Salah satu problem dalam mengatasi pandemi itu, sambung Roman, adalah problem informasi.

“Problem saat ini tidak hanya soal pendemi covid-19, tetapi juga soal infodemik, artinya bagaimana informasi itu menjadi satu ancaman baru kita sebagai sebuah bangsa,” tegasnya.

Dikatakan ancaman, sambung Roman, karena di sana terdapat penyesatan dan manipulasi informasi yang pada gilirannya akan melahirkan kebingungan dan kepanikan hebat di dalam masyarakat, dan itu akan menyulitkkan kita semua untuk mengintegrasikan agenda pemerintah untuk satu suara dalam memerangi covid-19.

......

■ **DAFTAR TUGAS**:
• a. Menurut teks bacaan tentang infodemik, mengapa informasi disebut sebagai ancaman?
• b. Teruskan teks bacaan tentang infodemik mulai dari sesudah kalimat terakhirnya.

■ **DATA YANG DIBERIKAN**:

......

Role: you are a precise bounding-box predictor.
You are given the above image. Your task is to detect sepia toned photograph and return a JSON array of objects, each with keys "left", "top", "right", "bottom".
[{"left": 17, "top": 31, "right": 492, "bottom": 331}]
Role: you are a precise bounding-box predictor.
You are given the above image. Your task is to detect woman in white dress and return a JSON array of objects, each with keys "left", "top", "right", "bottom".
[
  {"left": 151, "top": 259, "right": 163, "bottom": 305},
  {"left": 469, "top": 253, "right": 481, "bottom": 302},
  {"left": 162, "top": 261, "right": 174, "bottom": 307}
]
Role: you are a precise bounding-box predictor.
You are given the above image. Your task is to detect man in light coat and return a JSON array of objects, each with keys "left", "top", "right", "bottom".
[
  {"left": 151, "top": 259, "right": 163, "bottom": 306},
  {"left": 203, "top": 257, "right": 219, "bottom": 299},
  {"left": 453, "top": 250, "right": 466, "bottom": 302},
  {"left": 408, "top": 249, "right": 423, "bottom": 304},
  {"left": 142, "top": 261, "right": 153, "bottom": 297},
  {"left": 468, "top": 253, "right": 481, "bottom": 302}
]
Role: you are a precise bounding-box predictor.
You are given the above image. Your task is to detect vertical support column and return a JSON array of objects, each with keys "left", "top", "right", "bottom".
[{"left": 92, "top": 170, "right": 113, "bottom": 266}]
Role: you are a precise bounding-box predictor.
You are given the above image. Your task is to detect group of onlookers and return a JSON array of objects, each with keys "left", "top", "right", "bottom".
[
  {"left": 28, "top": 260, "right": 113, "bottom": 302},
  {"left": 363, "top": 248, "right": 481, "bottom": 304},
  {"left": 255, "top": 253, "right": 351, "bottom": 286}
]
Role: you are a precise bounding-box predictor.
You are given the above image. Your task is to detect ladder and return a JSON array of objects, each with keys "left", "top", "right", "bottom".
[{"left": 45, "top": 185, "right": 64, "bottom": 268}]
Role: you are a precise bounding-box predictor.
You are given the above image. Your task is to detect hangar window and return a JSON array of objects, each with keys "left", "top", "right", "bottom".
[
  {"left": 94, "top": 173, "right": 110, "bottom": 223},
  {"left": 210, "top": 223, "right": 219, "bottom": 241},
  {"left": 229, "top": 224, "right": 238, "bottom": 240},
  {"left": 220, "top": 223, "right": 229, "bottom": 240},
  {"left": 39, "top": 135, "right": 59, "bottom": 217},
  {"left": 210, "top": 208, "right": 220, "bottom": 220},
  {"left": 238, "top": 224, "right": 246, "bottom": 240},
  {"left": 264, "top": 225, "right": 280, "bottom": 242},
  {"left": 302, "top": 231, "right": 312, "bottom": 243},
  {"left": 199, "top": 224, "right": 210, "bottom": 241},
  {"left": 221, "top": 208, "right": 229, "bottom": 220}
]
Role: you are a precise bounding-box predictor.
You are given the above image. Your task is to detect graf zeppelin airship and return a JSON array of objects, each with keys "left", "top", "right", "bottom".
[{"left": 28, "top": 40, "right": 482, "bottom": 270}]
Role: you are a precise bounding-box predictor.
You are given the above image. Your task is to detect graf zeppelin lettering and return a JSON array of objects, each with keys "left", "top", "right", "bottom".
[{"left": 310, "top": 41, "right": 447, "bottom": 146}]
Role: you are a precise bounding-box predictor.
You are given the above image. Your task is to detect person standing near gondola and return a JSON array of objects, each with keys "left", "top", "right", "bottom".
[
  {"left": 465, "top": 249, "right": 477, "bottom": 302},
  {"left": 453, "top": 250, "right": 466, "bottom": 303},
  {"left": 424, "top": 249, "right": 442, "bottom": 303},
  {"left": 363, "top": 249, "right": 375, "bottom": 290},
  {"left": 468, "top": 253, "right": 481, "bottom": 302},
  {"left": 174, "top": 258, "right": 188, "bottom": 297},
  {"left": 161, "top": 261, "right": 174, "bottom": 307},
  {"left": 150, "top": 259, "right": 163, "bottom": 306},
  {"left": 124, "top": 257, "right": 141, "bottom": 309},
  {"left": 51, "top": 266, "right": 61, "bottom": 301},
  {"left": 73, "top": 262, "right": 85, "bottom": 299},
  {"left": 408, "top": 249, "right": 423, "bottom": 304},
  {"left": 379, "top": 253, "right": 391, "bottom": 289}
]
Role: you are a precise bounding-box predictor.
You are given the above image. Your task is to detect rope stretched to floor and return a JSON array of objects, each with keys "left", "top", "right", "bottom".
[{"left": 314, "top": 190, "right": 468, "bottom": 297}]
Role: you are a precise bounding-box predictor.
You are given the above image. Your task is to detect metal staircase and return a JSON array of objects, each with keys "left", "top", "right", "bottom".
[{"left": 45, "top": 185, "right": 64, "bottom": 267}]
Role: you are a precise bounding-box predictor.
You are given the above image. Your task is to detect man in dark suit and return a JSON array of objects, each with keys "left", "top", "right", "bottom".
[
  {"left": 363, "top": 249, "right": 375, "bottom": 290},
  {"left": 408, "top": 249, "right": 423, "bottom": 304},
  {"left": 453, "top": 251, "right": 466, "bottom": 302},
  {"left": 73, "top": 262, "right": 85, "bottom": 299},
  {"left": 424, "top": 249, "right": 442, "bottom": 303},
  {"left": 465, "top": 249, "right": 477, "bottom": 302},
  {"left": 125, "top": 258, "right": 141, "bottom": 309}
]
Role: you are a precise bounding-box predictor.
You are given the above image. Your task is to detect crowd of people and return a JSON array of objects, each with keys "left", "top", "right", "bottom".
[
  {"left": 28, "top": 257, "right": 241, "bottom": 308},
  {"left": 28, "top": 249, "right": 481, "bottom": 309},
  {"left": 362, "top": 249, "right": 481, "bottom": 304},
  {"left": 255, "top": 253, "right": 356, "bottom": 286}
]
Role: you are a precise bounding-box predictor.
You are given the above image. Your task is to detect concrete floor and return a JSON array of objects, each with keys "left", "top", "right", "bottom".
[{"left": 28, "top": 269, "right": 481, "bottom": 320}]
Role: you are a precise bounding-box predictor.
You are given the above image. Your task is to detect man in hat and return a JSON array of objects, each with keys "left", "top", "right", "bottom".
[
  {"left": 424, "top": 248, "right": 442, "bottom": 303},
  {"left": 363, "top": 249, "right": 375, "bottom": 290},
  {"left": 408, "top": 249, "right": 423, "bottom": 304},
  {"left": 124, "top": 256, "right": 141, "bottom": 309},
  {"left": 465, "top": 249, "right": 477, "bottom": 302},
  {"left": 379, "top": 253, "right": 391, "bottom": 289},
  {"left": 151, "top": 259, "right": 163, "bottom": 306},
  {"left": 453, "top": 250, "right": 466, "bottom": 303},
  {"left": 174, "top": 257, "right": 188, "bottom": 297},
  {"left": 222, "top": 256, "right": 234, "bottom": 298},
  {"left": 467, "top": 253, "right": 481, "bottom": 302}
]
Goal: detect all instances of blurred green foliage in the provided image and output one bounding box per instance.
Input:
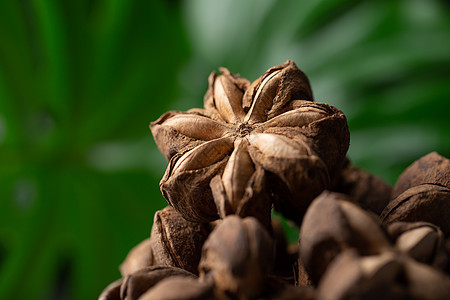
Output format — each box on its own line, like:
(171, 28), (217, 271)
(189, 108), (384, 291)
(0, 0), (450, 299)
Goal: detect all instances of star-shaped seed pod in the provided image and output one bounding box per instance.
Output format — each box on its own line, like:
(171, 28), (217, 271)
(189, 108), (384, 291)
(150, 61), (349, 226)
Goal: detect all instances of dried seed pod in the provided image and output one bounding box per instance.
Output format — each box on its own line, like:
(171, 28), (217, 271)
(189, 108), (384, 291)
(392, 152), (450, 198)
(120, 266), (197, 300)
(331, 160), (392, 215)
(150, 206), (209, 274)
(299, 191), (391, 284)
(98, 278), (123, 300)
(263, 284), (317, 300)
(150, 61), (349, 225)
(119, 238), (154, 277)
(199, 216), (273, 299)
(317, 249), (407, 300)
(139, 276), (214, 300)
(380, 184), (450, 237)
(387, 222), (448, 269)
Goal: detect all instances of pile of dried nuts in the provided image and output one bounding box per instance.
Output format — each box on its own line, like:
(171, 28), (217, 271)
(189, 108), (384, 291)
(99, 61), (450, 300)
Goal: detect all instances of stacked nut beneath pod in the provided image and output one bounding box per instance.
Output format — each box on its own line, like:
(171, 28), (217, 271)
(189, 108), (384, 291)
(100, 61), (448, 300)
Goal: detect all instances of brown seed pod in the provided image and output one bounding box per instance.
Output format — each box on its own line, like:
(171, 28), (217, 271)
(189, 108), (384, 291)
(199, 216), (273, 299)
(317, 249), (409, 300)
(150, 61), (349, 225)
(380, 184), (450, 237)
(119, 238), (154, 277)
(263, 284), (317, 300)
(299, 191), (391, 284)
(387, 222), (448, 270)
(120, 266), (197, 300)
(392, 152), (450, 198)
(331, 160), (392, 215)
(139, 276), (214, 300)
(150, 206), (210, 274)
(98, 278), (123, 300)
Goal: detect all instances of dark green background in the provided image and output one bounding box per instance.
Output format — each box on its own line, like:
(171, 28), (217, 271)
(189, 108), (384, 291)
(0, 0), (450, 299)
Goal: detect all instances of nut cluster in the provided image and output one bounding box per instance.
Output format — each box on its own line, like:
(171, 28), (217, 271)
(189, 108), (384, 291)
(99, 61), (450, 300)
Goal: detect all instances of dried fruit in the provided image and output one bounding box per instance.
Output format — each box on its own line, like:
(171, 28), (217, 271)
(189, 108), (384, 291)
(299, 191), (391, 284)
(150, 61), (349, 224)
(392, 152), (450, 198)
(380, 184), (450, 237)
(150, 206), (210, 274)
(317, 249), (408, 300)
(199, 216), (273, 299)
(139, 276), (213, 300)
(120, 266), (197, 300)
(331, 160), (392, 215)
(387, 222), (448, 270)
(119, 238), (154, 277)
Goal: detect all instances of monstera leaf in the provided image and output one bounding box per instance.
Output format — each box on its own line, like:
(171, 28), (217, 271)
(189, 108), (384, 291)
(0, 0), (450, 299)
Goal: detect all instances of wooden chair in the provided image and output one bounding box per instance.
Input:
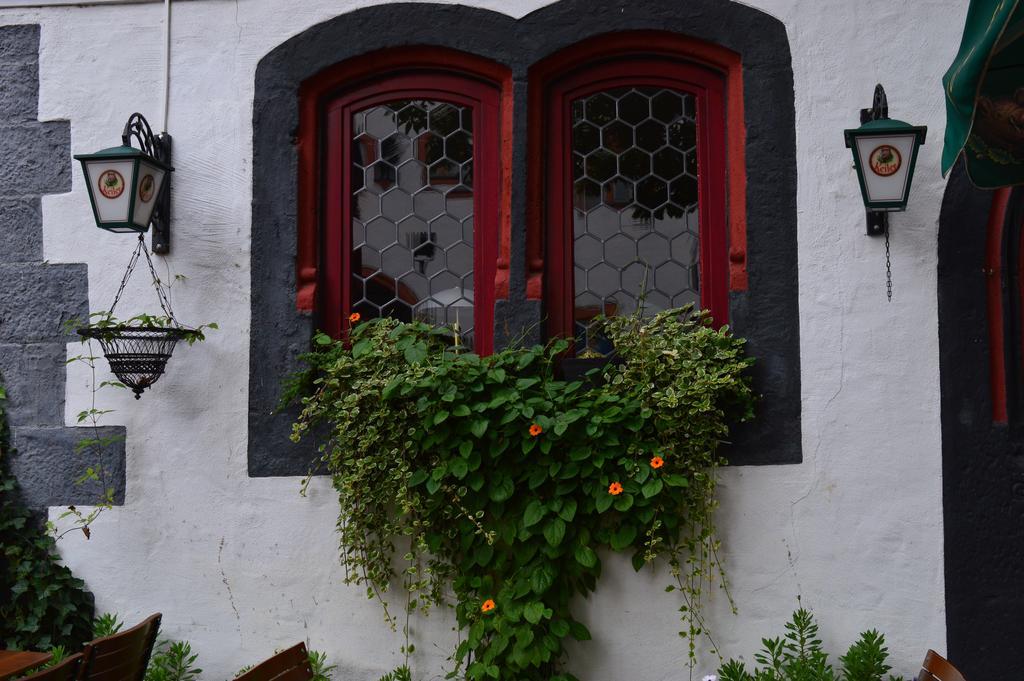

......

■ **JAWABAN TIAP TUGAS**:
• a. Karena di dalamnya terdapat penyesatan dan manipulasi informasi yang akan melahirkan kebingungan dan kepanikan hebat di dalam masyarakat.

• b.
“Jadi, kami dari komisi informasi ingin supaya kita sebagai sebuah bangsa itu satu suara, satu persepsi, satu tujuan, satu agenda untuk memastikan supaya pandemik ini menjadi musuh bersama dan di tengah itu tidak ada pilihan selain harus kerjasama, harus saling mendukung satu dengan yang lain,” harapnya.

Roman juga memberi komentar soal Undang-undang Cipta Kerja yang hingga saat ini masih mendapat penolakan di mana-mana.

Menurutnya, undang-undang ini memang sangat kompleks karena menyatukan 79 undang-undang sebelumnya sehingga sangat tebal.

“Tentu saja dari segi teknis menjadi sangat tebal dan itu terlalu banyak urusan yang diakomodir di sana, sehingga dengan demikian tidak bisa dengan cepat, orang mengetahui persis konten undang-undang tersebut,” akunya.

 

Masyarakat awam, sambungnya, tentu tidak dengan cepat menghafal isi undang-undang itu, sehingga bisa dimaklumi jika banyak yang belum membaca atau memahami isinya secara lengkap.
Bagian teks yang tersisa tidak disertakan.